Aim of the exercise: From the text on regrouping event types, extract verbatim the passage between "EVTYPE contains multiple" and "better data analysis.", inclusive.

Text section:

EVTYPE contains multiple ‘names’ representing the same event type. Like Ice, Snow, Frost, Sleet reprenting in general “Snow”, hence regrouping the EVTYPE for better data analysis.

df$EVTYPE[grepl("FLOOD", df$EVTYPE, ignore.case = TRUE)] <- "FLOOD"
df$EVTYPE[grepl("TORNADO", df$EVTYPE, ignore.case = TRUE)] <- "TORNADO"
df$EVTYPE[grepl("TSTM|THUNDERSTORM", df$EVTYPE, ignore.case = TRUE)] <- "THUNDERSTORM" 
df$EVTYPE[grepl("TROPICAL|STORM", df$EVTYPE, ignore.case = TRUE)] <- "STORM"
df$EVTYPE[grepl("HURRICANE", df$EVTYPE, ignore.case = TRUE)] <- "HURRICANE"  
df$EVTYPE[grepl("SLEET|ICE|FROST|SNOW", df$EVTYPE, ignore.case = TRUE)] <- "SNOW"
df$EVTYPE[grepl("FOG", df$EVTYPE, ignore.case = TRUE)] <- "FOG"
df$EVTYPE[grepl("COLD|WINDCHILL|FREEZE|WINTER", df$EVTYPE, ignore.case = TRUE)] <- "COLD"
df$EVTYPE[grepl("HEAT|WARM|HOT", df$EVTYPE, ignore.case = TRUE)] <- "HEAT"
df$EVTYPE[grepl("CLOUD|FUNNEL", df$EVTYPE, ignore.case = TRUE)] <- "CLOUD" 
df$EVTYPE[grepl("HAIL", df$EVTYPE, ignore.case = TRUE)] <- "HAIL"
df$EVTYPE[grepl("DROUGHT|DRY", df$EVTYPE, ignore.case = TRUE)] <- "DROUGHT"
df$EVTYPE[grepl("LIGHT", df$EVTYPE, ignore.case = TRUE)] <- "LIGHTNING"

Dataset extract:
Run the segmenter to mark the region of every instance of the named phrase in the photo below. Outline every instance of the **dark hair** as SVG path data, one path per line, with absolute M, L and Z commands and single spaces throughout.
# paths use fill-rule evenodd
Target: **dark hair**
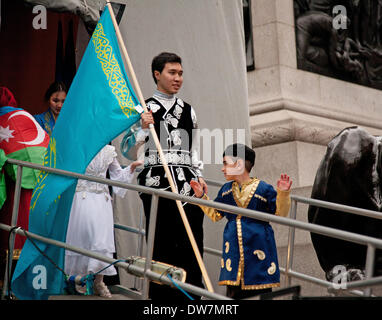
M 151 73 L 154 78 L 155 83 L 157 79 L 155 78 L 154 71 L 162 72 L 166 63 L 180 63 L 182 64 L 182 58 L 175 53 L 171 52 L 162 52 L 154 57 L 151 63 Z
M 245 161 L 245 170 L 248 172 L 250 172 L 255 165 L 255 151 L 241 143 L 234 143 L 228 146 L 223 152 L 223 157 L 225 156 L 243 159 Z
M 45 92 L 45 96 L 44 96 L 45 101 L 49 101 L 50 96 L 53 93 L 58 91 L 64 91 L 65 93 L 68 92 L 68 90 L 66 89 L 65 83 L 63 83 L 62 81 L 55 81 L 49 86 L 48 90 L 46 90 Z

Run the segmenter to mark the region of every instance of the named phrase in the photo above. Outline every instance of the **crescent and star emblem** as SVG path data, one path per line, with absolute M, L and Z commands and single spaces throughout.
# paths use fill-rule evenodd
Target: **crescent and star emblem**
M 29 114 L 28 112 L 26 111 L 17 111 L 15 113 L 13 113 L 9 118 L 8 118 L 8 121 L 13 118 L 13 117 L 16 117 L 16 116 L 25 116 L 27 117 L 28 119 L 32 120 L 33 124 L 35 125 L 36 127 L 36 130 L 37 130 L 37 136 L 35 139 L 31 140 L 31 141 L 17 141 L 18 143 L 21 143 L 21 144 L 26 144 L 28 146 L 34 146 L 34 145 L 39 145 L 41 144 L 44 139 L 45 139 L 45 131 L 44 129 L 41 128 L 41 126 L 37 123 L 37 121 L 35 120 L 35 118 L 33 118 L 33 116 L 31 114 Z

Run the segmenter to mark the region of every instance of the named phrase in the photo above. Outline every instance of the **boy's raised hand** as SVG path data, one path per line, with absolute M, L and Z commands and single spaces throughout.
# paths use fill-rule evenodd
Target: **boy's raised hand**
M 282 191 L 289 191 L 292 186 L 292 180 L 289 179 L 289 176 L 285 173 L 281 174 L 279 180 L 277 180 L 277 188 Z
M 194 190 L 195 196 L 197 198 L 201 198 L 203 196 L 203 193 L 204 193 L 203 186 L 198 181 L 191 180 L 190 186 L 192 190 Z

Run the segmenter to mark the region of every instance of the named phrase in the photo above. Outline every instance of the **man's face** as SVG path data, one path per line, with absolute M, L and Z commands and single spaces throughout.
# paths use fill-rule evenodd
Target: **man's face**
M 183 68 L 180 63 L 168 62 L 162 72 L 155 71 L 158 90 L 166 94 L 176 94 L 183 84 Z

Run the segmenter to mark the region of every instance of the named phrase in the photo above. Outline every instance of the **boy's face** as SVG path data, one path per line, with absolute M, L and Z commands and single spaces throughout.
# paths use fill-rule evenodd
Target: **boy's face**
M 235 180 L 235 178 L 244 173 L 244 161 L 235 159 L 230 156 L 223 157 L 222 172 L 227 181 Z
M 166 94 L 176 94 L 183 84 L 183 68 L 180 63 L 167 62 L 162 72 L 154 71 L 158 90 Z

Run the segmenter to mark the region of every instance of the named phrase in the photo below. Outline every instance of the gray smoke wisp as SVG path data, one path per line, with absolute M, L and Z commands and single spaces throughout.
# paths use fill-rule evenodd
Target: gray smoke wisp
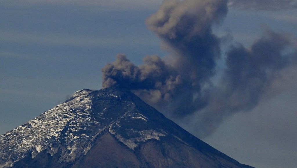
M 279 10 L 297 8 L 296 0 L 230 0 L 229 6 L 244 9 Z
M 278 73 L 296 65 L 297 48 L 292 40 L 268 30 L 249 48 L 240 44 L 230 47 L 219 85 L 213 88 L 208 105 L 198 115 L 199 135 L 210 135 L 224 119 L 251 111 L 262 96 L 273 91 L 269 89 Z
M 130 89 L 176 121 L 193 116 L 200 137 L 232 114 L 252 109 L 275 74 L 295 63 L 296 47 L 289 36 L 268 30 L 249 48 L 230 47 L 221 81 L 212 83 L 224 41 L 212 27 L 223 21 L 228 2 L 165 1 L 146 23 L 169 46 L 171 61 L 147 56 L 137 66 L 119 54 L 102 69 L 102 87 Z

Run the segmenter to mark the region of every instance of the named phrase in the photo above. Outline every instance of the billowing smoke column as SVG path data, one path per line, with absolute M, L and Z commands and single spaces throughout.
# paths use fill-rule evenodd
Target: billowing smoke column
M 102 69 L 102 87 L 130 89 L 176 121 L 198 116 L 200 137 L 232 114 L 252 109 L 275 73 L 295 63 L 296 47 L 287 37 L 269 31 L 250 48 L 231 46 L 220 86 L 215 86 L 210 79 L 220 57 L 221 40 L 211 27 L 225 17 L 228 2 L 164 1 L 146 23 L 170 49 L 170 63 L 153 55 L 138 66 L 119 54 Z
M 153 56 L 137 67 L 119 55 L 102 69 L 102 87 L 134 90 L 147 103 L 176 116 L 205 107 L 208 97 L 202 88 L 214 74 L 220 55 L 219 39 L 211 27 L 227 15 L 227 4 L 225 0 L 165 1 L 146 22 L 172 49 L 174 62 L 166 65 Z

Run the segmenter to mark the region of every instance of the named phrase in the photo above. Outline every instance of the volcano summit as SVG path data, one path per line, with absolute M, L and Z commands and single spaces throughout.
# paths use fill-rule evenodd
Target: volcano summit
M 129 91 L 78 91 L 0 136 L 0 168 L 252 167 L 195 137 Z

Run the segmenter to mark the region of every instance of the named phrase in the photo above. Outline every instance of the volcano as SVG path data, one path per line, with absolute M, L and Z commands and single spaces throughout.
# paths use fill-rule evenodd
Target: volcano
M 84 89 L 0 136 L 0 168 L 252 167 L 130 91 Z

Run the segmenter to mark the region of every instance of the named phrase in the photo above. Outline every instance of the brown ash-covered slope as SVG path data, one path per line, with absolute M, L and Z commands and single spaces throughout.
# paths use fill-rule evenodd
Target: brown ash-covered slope
M 83 89 L 0 136 L 0 168 L 252 167 L 130 92 Z

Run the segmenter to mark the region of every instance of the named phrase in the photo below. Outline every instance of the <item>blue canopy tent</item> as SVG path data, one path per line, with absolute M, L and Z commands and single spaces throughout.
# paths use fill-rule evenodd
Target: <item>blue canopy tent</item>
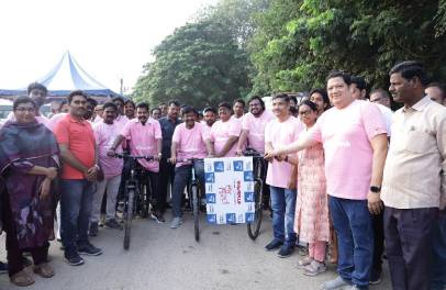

Answer to the problem:
EVTYPE contains multiple ‘names’ representing the same event type. Like Ice, Snow, Frost, Sleet reprenting in general “Snow”, hence regrouping the EVTYPE for better data analysis.